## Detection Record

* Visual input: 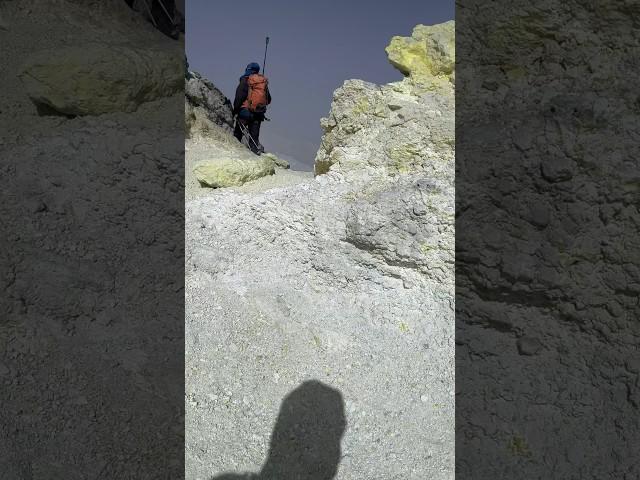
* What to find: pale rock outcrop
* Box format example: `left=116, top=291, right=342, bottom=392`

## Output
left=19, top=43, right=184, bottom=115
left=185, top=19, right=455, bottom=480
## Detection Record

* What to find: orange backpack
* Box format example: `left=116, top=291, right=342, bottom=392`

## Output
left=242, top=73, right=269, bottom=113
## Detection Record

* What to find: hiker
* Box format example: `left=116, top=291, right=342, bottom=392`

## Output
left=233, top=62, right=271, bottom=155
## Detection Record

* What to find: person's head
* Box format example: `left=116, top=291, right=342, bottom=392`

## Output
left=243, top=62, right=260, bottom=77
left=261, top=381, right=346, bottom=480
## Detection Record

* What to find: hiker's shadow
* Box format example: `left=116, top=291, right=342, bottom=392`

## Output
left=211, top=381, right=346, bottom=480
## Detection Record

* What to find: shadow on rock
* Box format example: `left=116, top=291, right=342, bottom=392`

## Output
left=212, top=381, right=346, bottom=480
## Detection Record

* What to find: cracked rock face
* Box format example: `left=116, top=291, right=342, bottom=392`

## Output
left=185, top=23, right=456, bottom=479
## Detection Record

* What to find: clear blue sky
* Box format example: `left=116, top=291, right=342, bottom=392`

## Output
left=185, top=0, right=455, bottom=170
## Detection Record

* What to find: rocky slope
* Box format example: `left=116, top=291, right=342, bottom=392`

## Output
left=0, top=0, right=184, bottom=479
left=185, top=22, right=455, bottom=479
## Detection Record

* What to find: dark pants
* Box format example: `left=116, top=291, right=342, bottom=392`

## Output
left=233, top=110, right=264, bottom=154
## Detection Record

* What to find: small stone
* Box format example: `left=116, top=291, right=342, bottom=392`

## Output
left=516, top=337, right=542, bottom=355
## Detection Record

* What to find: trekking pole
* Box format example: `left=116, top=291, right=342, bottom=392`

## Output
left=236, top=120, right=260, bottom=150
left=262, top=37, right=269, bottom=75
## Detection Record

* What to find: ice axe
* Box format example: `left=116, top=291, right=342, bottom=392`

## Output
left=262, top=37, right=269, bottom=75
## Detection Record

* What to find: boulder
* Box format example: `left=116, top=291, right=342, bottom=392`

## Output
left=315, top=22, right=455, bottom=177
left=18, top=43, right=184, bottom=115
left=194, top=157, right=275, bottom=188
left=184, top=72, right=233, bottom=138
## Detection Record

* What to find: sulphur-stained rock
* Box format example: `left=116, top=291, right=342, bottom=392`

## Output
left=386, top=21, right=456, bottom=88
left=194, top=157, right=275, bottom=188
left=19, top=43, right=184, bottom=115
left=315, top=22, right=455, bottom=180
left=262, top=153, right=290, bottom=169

*TASK TO CARRY OUT*
Please count the lines in the records above that contain the string "hiker", and reply with the number alone.

*TASK OUTPUT*
2